* **THE TASK**
Word for word, print each line of the listing below; pictures stay out.

* **RECORDS SHOWN**
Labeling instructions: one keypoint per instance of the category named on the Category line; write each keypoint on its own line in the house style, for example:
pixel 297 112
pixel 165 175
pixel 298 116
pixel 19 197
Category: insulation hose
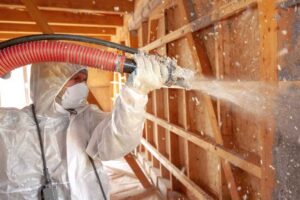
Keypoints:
pixel 22 54
pixel 78 38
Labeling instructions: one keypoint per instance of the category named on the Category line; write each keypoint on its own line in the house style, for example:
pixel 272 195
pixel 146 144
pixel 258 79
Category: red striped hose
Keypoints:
pixel 55 51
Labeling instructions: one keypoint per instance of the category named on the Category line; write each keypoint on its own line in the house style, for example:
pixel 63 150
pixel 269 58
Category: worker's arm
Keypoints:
pixel 120 131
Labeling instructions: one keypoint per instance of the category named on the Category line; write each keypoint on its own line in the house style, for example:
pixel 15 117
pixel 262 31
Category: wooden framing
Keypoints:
pixel 192 149
pixel 60 18
pixel 169 114
pixel 101 6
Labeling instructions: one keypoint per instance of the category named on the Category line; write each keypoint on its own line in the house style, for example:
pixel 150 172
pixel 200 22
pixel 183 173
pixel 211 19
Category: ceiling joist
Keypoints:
pixel 100 6
pixel 60 18
pixel 34 29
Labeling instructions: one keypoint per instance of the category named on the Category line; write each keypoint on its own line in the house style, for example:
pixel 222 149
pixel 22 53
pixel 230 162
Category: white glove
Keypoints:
pixel 147 76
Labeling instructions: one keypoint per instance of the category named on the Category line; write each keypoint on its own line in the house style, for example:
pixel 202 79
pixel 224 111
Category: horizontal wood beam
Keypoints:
pixel 99 5
pixel 226 154
pixel 37 16
pixel 138 171
pixel 60 18
pixel 190 185
pixel 7 36
pixel 34 29
pixel 223 12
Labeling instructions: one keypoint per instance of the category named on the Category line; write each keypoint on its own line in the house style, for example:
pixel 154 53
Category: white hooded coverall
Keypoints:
pixel 68 139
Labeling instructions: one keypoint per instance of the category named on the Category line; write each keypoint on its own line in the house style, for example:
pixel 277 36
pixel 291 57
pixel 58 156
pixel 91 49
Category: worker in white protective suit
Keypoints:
pixel 71 132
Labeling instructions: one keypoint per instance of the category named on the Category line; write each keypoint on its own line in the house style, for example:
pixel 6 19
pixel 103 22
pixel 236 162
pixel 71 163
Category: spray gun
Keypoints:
pixel 45 48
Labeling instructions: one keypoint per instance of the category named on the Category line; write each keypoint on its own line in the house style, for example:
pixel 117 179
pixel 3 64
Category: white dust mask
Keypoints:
pixel 75 96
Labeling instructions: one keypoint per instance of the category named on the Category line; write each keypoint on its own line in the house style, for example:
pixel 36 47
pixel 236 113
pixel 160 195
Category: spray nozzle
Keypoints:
pixel 175 75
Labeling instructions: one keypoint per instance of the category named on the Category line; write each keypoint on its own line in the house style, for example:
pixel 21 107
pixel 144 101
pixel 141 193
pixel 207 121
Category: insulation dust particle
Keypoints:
pixel 284 32
pixel 116 8
pixel 279 67
pixel 245 197
pixel 283 52
pixel 271 167
pixel 237 64
pixel 182 170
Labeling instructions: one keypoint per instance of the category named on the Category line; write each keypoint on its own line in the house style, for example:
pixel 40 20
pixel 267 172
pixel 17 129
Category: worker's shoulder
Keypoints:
pixel 94 108
pixel 10 116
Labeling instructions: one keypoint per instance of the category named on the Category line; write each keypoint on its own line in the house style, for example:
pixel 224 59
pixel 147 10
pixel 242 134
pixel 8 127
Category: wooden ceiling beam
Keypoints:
pixel 104 6
pixel 7 36
pixel 37 16
pixel 34 29
pixel 60 18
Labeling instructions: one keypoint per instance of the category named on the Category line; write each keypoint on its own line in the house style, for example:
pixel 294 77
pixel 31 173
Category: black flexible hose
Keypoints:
pixel 69 37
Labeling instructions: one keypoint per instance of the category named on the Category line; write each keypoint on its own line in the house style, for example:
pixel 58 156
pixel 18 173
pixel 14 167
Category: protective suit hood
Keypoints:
pixel 46 81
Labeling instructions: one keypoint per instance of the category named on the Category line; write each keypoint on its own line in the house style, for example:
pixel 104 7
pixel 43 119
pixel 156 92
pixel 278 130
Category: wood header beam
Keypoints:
pixel 223 12
pixel 60 18
pixel 34 29
pixel 99 5
pixel 37 16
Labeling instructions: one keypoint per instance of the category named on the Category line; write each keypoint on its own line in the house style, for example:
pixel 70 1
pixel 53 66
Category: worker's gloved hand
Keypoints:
pixel 148 75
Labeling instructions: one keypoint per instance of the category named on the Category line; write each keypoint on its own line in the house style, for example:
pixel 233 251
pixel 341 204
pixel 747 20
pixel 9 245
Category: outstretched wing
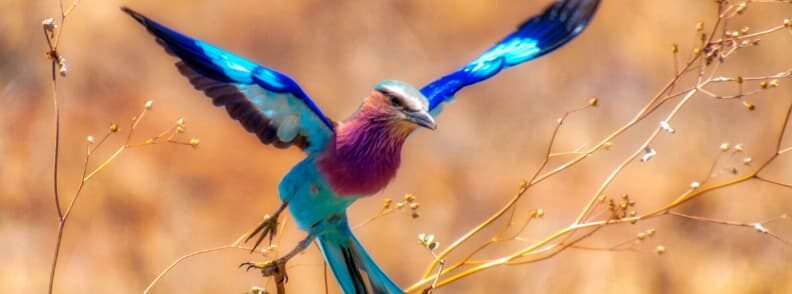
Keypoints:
pixel 558 24
pixel 267 103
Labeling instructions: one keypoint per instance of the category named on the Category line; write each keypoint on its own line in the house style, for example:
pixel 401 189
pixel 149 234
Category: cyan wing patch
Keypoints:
pixel 267 103
pixel 561 22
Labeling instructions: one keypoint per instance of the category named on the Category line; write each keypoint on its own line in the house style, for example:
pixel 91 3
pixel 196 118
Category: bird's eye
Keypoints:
pixel 395 101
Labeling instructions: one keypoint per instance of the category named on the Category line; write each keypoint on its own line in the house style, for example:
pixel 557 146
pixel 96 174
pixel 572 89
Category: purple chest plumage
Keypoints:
pixel 362 157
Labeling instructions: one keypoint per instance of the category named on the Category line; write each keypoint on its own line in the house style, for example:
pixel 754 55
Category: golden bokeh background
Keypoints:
pixel 157 203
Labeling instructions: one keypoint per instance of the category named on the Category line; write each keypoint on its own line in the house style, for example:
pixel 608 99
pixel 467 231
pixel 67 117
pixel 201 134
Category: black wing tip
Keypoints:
pixel 134 14
pixel 571 12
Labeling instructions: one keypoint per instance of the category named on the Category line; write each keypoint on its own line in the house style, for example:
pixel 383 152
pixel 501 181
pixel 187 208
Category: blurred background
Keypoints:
pixel 157 203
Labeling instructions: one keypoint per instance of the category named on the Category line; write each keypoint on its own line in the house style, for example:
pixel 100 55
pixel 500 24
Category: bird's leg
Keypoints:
pixel 277 267
pixel 268 227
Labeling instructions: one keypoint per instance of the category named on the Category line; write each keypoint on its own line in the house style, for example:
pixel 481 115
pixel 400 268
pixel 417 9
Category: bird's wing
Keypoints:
pixel 266 102
pixel 560 22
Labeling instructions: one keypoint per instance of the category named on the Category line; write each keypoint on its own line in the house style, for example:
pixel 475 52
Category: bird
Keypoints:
pixel 358 156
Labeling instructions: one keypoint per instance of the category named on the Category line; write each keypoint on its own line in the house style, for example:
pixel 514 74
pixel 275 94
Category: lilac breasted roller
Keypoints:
pixel 357 157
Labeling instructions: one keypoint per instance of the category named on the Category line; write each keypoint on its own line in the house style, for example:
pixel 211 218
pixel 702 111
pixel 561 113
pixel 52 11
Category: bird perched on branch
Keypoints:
pixel 357 157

* **TASK ANSWER**
Labeling instructions: one keypoint per instance of the category named on the Category line; write each keypoint on its own line in the house style, for example:
pixel 297 112
pixel 165 175
pixel 298 116
pixel 19 197
Category: insulation hose
Keypoints:
pixel 22 54
pixel 78 38
Labeling instructions: one keypoint per instance of the category named on the Category line; write each keypoint on its own line in the house style, for example:
pixel 272 195
pixel 146 144
pixel 258 79
Category: red striped hose
Keypoints:
pixel 55 51
Labeling instructions: one keypoint per instance of the category named on the Category line; write each keypoint on its own line in the house style, for example:
pixel 63 150
pixel 269 58
Category: worker's arm
Keypoints:
pixel 120 131
Labeling instructions: one keypoint per instance of the category named on the Category line; write each keypoint on its own line in the house style, for example:
pixel 15 117
pixel 262 31
Category: wooden framing
Keypoints:
pixel 192 149
pixel 60 18
pixel 169 114
pixel 101 6
Labeling instructions: one keypoint per instance of the category named on the Category line; write each keypoint on its own line in the house style, for example:
pixel 150 172
pixel 200 22
pixel 183 173
pixel 211 19
Category: ceiling joist
Keypoints:
pixel 100 6
pixel 60 18
pixel 34 29
Labeling instructions: one keypoint per instance of the category named on the Category line; write each keypoint on its own line in the house style, for example:
pixel 222 149
pixel 22 53
pixel 230 162
Category: white glove
Keypoints:
pixel 147 76
Labeling instructions: one keypoint per instance of the category named on the Category line; write each keypoint on its own line in the house style, for example:
pixel 202 79
pixel 224 111
Category: horizontal wood beam
Keypoints:
pixel 99 5
pixel 226 154
pixel 37 16
pixel 138 171
pixel 60 18
pixel 190 185
pixel 7 36
pixel 34 29
pixel 223 12
Labeling instructions: one keypoint per instance of the category named on the Category line; write each keypoint on its own line in the house style, for example:
pixel 154 53
Category: white hooded coverall
Keypoints:
pixel 68 139
Labeling instructions: one keypoint per instance of the category named on the Category line; write each keypoint on its own line in the house style, for example:
pixel 277 36
pixel 291 57
pixel 58 156
pixel 91 49
Category: worker in white protective suit
Keypoints:
pixel 71 132
Labeling instructions: one keypoint per instance of the category named on the Category line; write each keypoint on its own line in the house style, for example:
pixel 6 19
pixel 103 22
pixel 236 162
pixel 71 163
Category: spray gun
Keypoints:
pixel 45 48
Labeling instructions: one keypoint per instance of the category named on the Category line; write each keypoint on its own line in the house style, for example:
pixel 117 179
pixel 3 64
Category: white dust mask
Keypoints:
pixel 75 96
Labeling instructions: one keypoint per instance of the category named on the Category line; write each keypoint on its own line in the house style, for example:
pixel 36 47
pixel 236 113
pixel 160 195
Category: spray nozzle
Keypoints:
pixel 175 75
Labeling instructions: one keypoint per instance of the category named on the Category line; write each keypoint on its own line in the house style, for example:
pixel 21 107
pixel 144 101
pixel 141 193
pixel 207 121
Category: insulation dust particle
Keypoints:
pixel 284 32
pixel 116 8
pixel 279 67
pixel 245 197
pixel 283 52
pixel 271 167
pixel 237 64
pixel 182 170
Labeling instructions: one keypoint per instance of the category named on the Category line; write each keypoint on its own line in the house style, for example:
pixel 40 20
pixel 267 172
pixel 17 129
Category: worker's shoulder
Keypoints:
pixel 94 108
pixel 10 116
Labeling instructions: one keypoint per instance of the category named on the Category line; write each keypoint on its own line in the house style, for example:
pixel 224 59
pixel 147 10
pixel 242 134
pixel 8 127
Category: wooden ceiling beam
Keypoints:
pixel 104 6
pixel 7 36
pixel 37 16
pixel 34 29
pixel 60 18
Labeling instructions: one keypoint per instance of the category named on the Category line; write each keypoint on its own line in the house style, for example:
pixel 294 77
pixel 31 173
Category: black flexible hose
Keypoints:
pixel 69 37
Labeling instructions: one keypoint per instance of the category named on the Category line; write each keypoint on its own line in the house style, for example:
pixel 58 156
pixel 18 173
pixel 14 167
Category: protective suit hood
Keypoints:
pixel 46 81
Labeling instructions: one keypoint per instance of the category named on the Category line; write each keypoint on its own line in the house style, for example:
pixel 104 7
pixel 43 119
pixel 156 92
pixel 278 130
Category: wood header beam
Keypoints:
pixel 223 12
pixel 60 18
pixel 34 29
pixel 99 5
pixel 37 16
Labeling instructions: one keypoint per instance of the category named on the Category line; write each keypoint on its own line in the house style, for example:
pixel 70 1
pixel 53 66
Category: worker's gloved hand
Keypoints:
pixel 148 75
Labeling instructions: one keypoint per instance of the category named on the Category line; write each keypoint on its own line in the house style, for example:
pixel 233 251
pixel 341 204
pixel 747 20
pixel 9 245
Category: outstretched wing
Keypoints:
pixel 558 24
pixel 267 103
Labeling instructions: one keypoint per instance of the category named on the Category line; write each keypoint on its own line in the house style, for example:
pixel 401 189
pixel 149 234
Category: cyan wing patch
Keypoints:
pixel 267 103
pixel 561 22
Labeling instructions: one keypoint per instance of the category named on the Category line; write each keypoint on its own line in the house style, for example:
pixel 91 3
pixel 196 118
Category: bird's eye
Keypoints:
pixel 395 101
Labeling instructions: one keypoint per instance of the category named on the Category line; write each keypoint on its own line in the house style, for example:
pixel 557 146
pixel 96 174
pixel 572 89
Category: purple chest plumage
Keypoints:
pixel 362 157
Labeling instructions: one keypoint per instance of the category named on the Category line; write each keypoint on its own line in the house style, for example:
pixel 754 55
Category: golden bokeh background
Keypoints:
pixel 157 203
Labeling instructions: one keypoint per instance of the category named on the Category line; write each keypoint on its own line in the house style, for example:
pixel 608 99
pixel 467 231
pixel 67 117
pixel 201 134
Category: black wing tip
Keypoints:
pixel 134 14
pixel 571 12
Labeling instructions: one keypoint per instance of the category named on the Category line; write each keypoint on its own line in the house style, for example:
pixel 383 152
pixel 501 181
pixel 187 208
Category: blurred background
Keypoints:
pixel 157 203
Labeling instructions: one keypoint per instance of the category named on the Category line; write each keypoint on its own line in the house style, for example:
pixel 100 55
pixel 500 24
Category: bird's leg
Keypoints:
pixel 277 267
pixel 268 227
Labeling instructions: one keypoint per instance of the category named on the Category line; write each keypoint on its own line in the house style, for example:
pixel 481 115
pixel 400 268
pixel 417 9
Category: bird's wing
Keypoints:
pixel 266 102
pixel 560 22
Labeling instructions: one keypoint per instance of the category named on the Category line; write each keypoint on its own line in the house style, for example:
pixel 475 52
Category: bird
Keypoints:
pixel 358 156
Labeling instructions: one keypoint per instance of the category named on the Category line; write each keypoint on its own line in the house style, for example:
pixel 514 74
pixel 275 94
Category: lilac breasted roller
Keypoints:
pixel 357 157
Labeling instructions: one keypoint per instance of the category named on the Category line; write each keypoint on its own line in the house style, for example:
pixel 211 218
pixel 702 111
pixel 561 113
pixel 52 11
Category: bird perched on branch
Keypoints:
pixel 357 157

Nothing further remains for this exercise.